(Location identification items)

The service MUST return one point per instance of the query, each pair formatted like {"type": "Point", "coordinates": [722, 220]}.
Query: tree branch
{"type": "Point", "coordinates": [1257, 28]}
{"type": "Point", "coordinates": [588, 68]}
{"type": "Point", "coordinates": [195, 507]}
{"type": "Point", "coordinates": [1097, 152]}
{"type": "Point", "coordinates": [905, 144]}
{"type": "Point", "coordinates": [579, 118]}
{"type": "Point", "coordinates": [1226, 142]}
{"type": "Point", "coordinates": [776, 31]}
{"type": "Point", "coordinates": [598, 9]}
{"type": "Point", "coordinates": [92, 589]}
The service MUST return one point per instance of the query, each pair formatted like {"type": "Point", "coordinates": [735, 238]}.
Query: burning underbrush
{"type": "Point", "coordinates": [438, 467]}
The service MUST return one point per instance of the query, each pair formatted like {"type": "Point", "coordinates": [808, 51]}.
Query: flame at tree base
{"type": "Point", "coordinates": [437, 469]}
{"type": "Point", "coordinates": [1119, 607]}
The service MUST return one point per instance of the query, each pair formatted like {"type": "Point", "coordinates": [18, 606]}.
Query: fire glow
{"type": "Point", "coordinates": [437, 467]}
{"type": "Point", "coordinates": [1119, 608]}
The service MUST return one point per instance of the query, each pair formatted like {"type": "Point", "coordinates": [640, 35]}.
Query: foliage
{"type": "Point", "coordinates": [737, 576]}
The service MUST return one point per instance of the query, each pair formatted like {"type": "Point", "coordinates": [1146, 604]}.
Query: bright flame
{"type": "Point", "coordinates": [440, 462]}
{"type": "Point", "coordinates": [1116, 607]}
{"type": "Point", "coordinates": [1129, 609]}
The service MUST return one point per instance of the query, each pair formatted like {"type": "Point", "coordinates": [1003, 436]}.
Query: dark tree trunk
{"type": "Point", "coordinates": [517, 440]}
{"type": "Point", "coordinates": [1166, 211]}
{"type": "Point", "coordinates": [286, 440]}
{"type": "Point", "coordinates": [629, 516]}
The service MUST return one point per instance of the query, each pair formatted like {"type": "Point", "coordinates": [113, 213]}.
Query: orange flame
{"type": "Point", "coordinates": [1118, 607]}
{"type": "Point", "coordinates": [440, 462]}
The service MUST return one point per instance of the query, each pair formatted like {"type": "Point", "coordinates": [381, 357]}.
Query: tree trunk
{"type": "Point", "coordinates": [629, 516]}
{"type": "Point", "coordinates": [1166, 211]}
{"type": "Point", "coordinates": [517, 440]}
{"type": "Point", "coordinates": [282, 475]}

# WHAT IS BEING ASKED
Please count the lines in the rows above that contain the word "flame". Reply with the number alone.

# RESPONSE FOR THIS EXERCISE
3